> BAHAN BACAAN:

>>>

25 C
Jakarta

Rasmu tidak menentukan Islammu!

Baca Juga:

 

Oleh Imam Shamsi Ali

Di sebuah tulisan lamanya Gunawan Mohamad menggambarkan sebuah paradox aneh yang terjadi dalam dunia Arab saat ini.

Di satu sisi kebangkitan Saudi sebagai contoh membawa masalah, bahkan ancaman. Tapi di sisi lain, melihat keterbelakangan masa lalu juga adalah masalah dan juga ancaman.

Kedua hal yang paradoksial itu, menyatu dalam sebuah rasa ketidakamanan (sense of insecurity). Maju berbahaya. Tidak maju juga berbahaya.

Apa yang dimaksud dengan hal itu? Terbelakang menimbulkan masalah sosial dalam segala ragamnya. Salah satunya, Saudi selama ini dikenal sebagai eksporter teroris di berbagai belahan dunia. Mayoritas yang dituduh sebagai pelaku 9/11 adalah warga negara Saudi.

Tapi di sisi lain, kemajuan itu juga menjadi masalah karena dikontrol oleh kekuatan lain. Maka nilai-nilai sosial yang terjadi diwarnai oleh ridho atau murka orang lain. Bukan karena identitas diri sendiri.

Itulah yang disebutkan Gunawan sebagai “surprises” atau kejutan-kejutan di tanah Arab. Kemajuan, tapi keterbelakangan. Kekayaan tapi miskin. Beragama tapi jahil. Paradoks demi paradoks tumbuh silih berganti di tanah leluhur baginda Rasul itu.

Walaupun saya dalam banyak hal beda pendapat dengannya, kali ini saya cenderung setuju dengan Gunawan Mohamad. Bahwa memang apa yang sedang kita saksikan saat ini di dunia yang kerap dianggap pusat Islam itu adalah “kejutan-kejutan” (surprises).

Surprises yang mungkin saja sebagian besar umat ini “take for granted“. Tanpa pernah menyadari apa sesungguhnya yang sedang terjadi. Mereka telan mentah-mentah tanpa melihat kepada implikasi negatif dan destruktif yang ditimbulkan, baik secara politik, ekonomi, sosial budaya bahkan agama itu sendiri.

Saya masih ingat ketika Raja Saudi berkunjung ke tanah air tercinta. Saya mengingatkan bangsa ini agar jangan terlalu “euphoria” dan berlebihan seolah menyambut kehadiran dewa penyelamat dari langit.

Menanggapi tulisan saya itu, seorang ulama di tanah air menegur saya: “Kalau tidak bisa berkata baik, diam saja”. Tentu mengutip sebuah hadits: “barangsiapa yang beriman kepada Allah hendaknya berkata baik atau diam”.

Tentu sang ulama yang saya hormati itu lupa dengan hadits: “barangsiapa yang melihat kemungkaran, hendaklah merubahnya dengan tangan. Jika tidak mampu maka dengan lisannya. Dan jika masih tidak mampu maka dengan hatinya. Dan itulah selemah-lemah iman”.

Karenanya, banyak kalangan umat ini yang tidak menyadari konsekuensi negatif dari kejutan-kejutan itu. Dan kejutan-kejutan itu bahkan berimbas kepada dunia, khususnya dunia Islam.

<<<

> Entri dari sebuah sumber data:
>>>

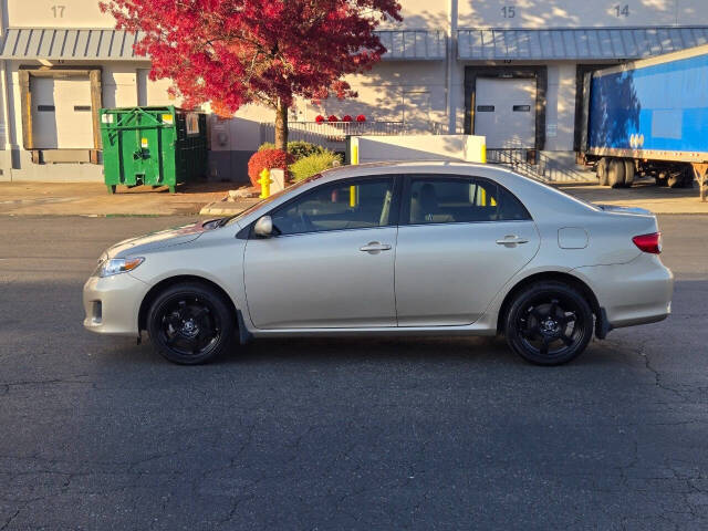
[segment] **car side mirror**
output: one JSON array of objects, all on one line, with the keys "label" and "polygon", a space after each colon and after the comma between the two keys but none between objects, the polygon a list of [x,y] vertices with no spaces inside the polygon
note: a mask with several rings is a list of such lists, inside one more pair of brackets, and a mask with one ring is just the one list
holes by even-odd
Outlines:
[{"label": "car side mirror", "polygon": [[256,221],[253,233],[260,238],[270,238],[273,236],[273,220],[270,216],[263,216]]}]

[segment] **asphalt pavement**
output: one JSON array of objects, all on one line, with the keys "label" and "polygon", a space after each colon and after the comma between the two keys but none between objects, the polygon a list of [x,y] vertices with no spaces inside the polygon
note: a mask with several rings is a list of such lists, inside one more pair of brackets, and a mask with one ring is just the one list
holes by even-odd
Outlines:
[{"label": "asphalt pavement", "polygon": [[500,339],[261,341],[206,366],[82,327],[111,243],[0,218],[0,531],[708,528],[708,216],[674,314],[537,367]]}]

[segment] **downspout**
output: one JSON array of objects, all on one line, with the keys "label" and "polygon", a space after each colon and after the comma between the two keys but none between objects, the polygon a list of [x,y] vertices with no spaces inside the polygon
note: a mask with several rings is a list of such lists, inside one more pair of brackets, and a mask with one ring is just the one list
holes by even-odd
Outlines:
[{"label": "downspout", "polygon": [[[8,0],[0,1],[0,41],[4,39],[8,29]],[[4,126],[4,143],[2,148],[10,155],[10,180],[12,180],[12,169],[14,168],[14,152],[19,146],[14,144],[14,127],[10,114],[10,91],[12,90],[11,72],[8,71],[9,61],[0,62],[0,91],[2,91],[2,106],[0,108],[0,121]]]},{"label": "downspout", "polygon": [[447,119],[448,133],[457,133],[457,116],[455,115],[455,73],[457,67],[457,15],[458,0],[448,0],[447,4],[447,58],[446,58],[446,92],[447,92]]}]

<<<
>>>

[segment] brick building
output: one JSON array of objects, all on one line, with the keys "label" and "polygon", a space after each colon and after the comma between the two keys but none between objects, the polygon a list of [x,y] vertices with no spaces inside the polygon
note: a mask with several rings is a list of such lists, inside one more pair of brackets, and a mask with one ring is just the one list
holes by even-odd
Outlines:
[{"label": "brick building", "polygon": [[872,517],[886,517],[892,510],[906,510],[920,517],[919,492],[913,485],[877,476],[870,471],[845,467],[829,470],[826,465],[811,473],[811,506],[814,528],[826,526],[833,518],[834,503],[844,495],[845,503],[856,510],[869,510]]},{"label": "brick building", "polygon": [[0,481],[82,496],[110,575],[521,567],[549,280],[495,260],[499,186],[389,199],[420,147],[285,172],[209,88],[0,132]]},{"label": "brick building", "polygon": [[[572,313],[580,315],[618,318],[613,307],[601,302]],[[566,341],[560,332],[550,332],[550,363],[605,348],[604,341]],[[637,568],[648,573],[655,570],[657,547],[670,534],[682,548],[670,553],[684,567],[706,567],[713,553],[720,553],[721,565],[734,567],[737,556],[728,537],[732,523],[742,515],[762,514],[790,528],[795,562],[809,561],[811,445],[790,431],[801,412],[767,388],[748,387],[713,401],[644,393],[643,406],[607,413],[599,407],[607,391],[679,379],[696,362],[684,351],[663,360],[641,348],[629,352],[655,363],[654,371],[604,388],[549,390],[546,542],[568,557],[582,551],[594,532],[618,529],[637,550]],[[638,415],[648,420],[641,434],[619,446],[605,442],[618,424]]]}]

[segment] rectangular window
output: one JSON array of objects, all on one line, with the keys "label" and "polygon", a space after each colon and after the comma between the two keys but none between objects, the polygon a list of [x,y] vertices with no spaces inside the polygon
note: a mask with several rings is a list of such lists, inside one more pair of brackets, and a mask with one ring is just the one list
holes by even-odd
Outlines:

<<<

> KETENTUAN LATIHAN: Lanjutkan tulisan tentang kejutan-kejutan di dunia Arab itu, mulai dari setelah kalimat terakhirnya. Entri-entri ini tidak ada kaitannya dengan tulisan di atas.

> JAWABAN LATIHAN:
Mungkin, sebagian pula dari umat ini segera mencari “justifikasi religi“, bahwa semua itu harus diterima sebagai tanda kemahabesaran Allah melalui doa Ibrahim: “warzuqhum minatstamaraat“.

Bahwa kemajuan Saudi khususnya, dan dunia Arab secara umum itu tidak lepas dari doa nabi Ibrahim AS untuk mereka. Karenanya menyerempetnya atau mengeritiknya seolah mempertanyakan kebesaran Allah dan kebenaran Al-Quran.

Penglihatan batin

Sesungguhnya apa yang dipersaksikan di tanah kelahiran Rasulullah SAW saat ini memang perlu dicermati secara jeli. Dicermati dengan memakai kacamata akal dan batin sekaligus. Dengannya, mudah-mudahan dapat dipahami secara jeli dan dalam apa sesungguhnya yang sedang dan akan terjadi ke depan?

Sejak ditemukannya lahan-lahan minyak di semenanjung Arabia, khususnya Saudi Arabia, gaya hidup orang-orang Arab mengalami perubahan drastis. Dari kehidupan yang sederhana dan apa adanya, menjadi kehidupan mewah, bahkan cenderung konsumeris dan hedonis.

Ketika mereka masih memiliki kehidupan yang sederhana itu, hidup mereka penuh nilai dan harga diri. Tapi ketika telah dicoba dengan kemajuan materi hidup itu, tiba-tiba penuh dengan kepura-puraan dan kepalsuan.

Ini bukan bermaksud memburukkan orang lain. Demi Allah, sungguh banyak saudara-saudara Arab kita yang luar biasa iman dan Islamnya. Jauh lebih hebat dalam beragama ketimbang banyak di antara kita.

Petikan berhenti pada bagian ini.